> YOUR OBJECTIVE:
Write out, character for character, the line containing "Objective — one point per instance of the fallen" and all lines after it up to the end of the listing.

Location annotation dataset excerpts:
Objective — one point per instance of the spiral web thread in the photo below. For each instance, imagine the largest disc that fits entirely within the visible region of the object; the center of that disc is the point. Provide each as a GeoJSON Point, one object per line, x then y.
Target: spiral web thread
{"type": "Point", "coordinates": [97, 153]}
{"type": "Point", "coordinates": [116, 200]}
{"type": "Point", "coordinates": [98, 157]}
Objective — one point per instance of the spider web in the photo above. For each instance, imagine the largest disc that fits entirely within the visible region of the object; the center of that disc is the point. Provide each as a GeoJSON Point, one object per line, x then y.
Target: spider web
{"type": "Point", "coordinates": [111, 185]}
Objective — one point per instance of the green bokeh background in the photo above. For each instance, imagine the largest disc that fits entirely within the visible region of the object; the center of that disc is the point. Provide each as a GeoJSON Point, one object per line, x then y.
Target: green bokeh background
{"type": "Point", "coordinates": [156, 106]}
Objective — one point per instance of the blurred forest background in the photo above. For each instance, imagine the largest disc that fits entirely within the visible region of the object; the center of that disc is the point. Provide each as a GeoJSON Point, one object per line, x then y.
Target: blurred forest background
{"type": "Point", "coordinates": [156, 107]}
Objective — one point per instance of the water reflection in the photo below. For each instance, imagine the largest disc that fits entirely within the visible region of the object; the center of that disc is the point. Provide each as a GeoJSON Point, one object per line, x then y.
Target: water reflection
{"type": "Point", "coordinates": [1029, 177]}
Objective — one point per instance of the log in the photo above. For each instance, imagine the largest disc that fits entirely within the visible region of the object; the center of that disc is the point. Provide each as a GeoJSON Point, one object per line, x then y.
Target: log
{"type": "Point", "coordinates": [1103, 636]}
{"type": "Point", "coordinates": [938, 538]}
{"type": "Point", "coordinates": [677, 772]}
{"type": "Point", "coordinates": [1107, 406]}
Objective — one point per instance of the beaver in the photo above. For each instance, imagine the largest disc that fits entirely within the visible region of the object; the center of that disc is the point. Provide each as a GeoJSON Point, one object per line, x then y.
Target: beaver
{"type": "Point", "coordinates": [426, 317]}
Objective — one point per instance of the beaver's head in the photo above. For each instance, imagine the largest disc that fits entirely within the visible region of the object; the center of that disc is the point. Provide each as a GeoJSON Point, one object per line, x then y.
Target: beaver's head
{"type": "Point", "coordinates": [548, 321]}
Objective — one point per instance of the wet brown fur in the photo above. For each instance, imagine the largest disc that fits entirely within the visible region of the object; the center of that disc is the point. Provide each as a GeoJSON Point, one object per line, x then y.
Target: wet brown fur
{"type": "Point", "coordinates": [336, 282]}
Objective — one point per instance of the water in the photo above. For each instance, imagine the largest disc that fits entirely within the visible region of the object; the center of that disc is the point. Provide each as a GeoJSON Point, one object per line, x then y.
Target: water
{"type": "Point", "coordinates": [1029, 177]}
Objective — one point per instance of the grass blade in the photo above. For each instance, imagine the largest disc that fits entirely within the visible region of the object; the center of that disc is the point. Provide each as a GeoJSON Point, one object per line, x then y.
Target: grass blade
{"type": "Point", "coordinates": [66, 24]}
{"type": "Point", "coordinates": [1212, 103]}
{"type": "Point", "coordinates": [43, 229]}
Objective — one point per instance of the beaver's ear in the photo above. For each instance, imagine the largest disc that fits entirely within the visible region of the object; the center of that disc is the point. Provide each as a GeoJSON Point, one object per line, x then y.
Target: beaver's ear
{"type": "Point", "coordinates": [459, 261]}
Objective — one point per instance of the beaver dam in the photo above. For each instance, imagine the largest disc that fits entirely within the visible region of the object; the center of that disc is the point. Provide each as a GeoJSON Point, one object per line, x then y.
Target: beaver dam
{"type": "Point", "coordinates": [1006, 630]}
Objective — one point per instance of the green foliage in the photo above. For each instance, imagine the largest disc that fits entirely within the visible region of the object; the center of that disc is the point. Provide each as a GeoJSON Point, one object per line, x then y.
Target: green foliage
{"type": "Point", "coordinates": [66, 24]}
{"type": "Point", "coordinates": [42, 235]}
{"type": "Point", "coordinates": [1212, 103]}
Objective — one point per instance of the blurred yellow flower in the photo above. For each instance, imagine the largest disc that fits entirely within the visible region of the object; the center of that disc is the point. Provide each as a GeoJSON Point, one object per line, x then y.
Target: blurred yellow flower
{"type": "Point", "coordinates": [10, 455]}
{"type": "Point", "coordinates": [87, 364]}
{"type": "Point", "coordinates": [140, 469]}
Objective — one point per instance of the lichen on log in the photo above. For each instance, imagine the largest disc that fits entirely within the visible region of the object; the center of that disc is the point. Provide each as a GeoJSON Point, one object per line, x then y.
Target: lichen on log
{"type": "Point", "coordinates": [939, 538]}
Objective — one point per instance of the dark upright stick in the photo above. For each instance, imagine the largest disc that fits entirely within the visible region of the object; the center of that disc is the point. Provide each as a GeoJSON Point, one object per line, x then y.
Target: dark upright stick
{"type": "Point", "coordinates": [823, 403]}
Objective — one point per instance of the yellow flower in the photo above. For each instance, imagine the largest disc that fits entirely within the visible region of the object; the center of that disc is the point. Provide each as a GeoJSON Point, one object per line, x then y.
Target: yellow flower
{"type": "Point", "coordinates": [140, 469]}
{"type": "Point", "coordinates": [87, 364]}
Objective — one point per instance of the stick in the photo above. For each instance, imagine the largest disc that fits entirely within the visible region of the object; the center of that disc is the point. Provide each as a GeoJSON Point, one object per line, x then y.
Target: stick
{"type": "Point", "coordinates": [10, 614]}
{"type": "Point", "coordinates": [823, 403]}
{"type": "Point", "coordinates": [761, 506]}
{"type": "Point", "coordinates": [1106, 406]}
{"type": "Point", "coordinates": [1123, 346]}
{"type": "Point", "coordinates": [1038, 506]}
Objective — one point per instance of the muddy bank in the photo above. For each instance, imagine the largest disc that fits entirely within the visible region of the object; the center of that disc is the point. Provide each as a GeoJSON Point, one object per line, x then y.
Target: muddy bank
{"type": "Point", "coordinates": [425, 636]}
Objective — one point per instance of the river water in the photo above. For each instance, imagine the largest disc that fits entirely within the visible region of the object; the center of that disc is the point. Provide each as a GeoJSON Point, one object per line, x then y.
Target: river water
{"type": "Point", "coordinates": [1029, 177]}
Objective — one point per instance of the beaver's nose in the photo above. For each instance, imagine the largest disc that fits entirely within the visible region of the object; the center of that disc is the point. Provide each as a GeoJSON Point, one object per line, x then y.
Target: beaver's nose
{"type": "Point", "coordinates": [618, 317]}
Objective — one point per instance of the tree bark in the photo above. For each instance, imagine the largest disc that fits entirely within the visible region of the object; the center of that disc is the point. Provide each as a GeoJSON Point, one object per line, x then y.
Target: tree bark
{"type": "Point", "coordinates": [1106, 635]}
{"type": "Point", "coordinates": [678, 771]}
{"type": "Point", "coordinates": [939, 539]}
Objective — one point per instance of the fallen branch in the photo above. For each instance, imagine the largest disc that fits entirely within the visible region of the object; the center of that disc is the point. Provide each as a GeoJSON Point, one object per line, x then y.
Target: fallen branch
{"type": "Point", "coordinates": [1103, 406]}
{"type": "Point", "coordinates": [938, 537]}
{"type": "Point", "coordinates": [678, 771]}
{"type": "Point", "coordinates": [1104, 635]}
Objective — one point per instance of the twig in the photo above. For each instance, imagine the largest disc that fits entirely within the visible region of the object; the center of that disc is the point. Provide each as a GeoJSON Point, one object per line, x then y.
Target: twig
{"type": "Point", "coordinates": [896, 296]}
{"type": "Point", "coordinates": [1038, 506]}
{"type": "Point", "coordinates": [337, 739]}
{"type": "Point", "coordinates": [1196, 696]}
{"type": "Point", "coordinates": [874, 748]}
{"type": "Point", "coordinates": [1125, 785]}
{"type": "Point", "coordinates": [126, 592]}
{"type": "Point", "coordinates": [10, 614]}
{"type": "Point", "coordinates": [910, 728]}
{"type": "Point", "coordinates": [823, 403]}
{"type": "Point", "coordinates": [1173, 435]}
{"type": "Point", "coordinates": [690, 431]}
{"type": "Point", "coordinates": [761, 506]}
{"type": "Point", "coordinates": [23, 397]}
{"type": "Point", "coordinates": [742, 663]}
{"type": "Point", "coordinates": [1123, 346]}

> TASK SOLUTION:
Objective — one point per instance of the fallen branch in the photo above. For each instance, imagine the largest disc that fits entirely within the visible region of the object; the center of that disc is the point. Provide each as a GeoJSON Point, one object per line, x then y.
Target: fallen branch
{"type": "Point", "coordinates": [1103, 406]}
{"type": "Point", "coordinates": [938, 537]}
{"type": "Point", "coordinates": [678, 771]}
{"type": "Point", "coordinates": [1104, 635]}
Objective — one point per instance of the twig in the photo above. For each instance, imagine the largest disc that fits entirely within the visible region of the object; the center of that disc is the point. Provide each as a GeoJSON Point, one object per line, x then y.
Target: twig
{"type": "Point", "coordinates": [896, 296]}
{"type": "Point", "coordinates": [1038, 506]}
{"type": "Point", "coordinates": [337, 739]}
{"type": "Point", "coordinates": [1196, 696]}
{"type": "Point", "coordinates": [874, 748]}
{"type": "Point", "coordinates": [1125, 785]}
{"type": "Point", "coordinates": [126, 592]}
{"type": "Point", "coordinates": [10, 614]}
{"type": "Point", "coordinates": [910, 728]}
{"type": "Point", "coordinates": [823, 403]}
{"type": "Point", "coordinates": [1173, 435]}
{"type": "Point", "coordinates": [690, 431]}
{"type": "Point", "coordinates": [761, 506]}
{"type": "Point", "coordinates": [23, 397]}
{"type": "Point", "coordinates": [742, 663]}
{"type": "Point", "coordinates": [1123, 346]}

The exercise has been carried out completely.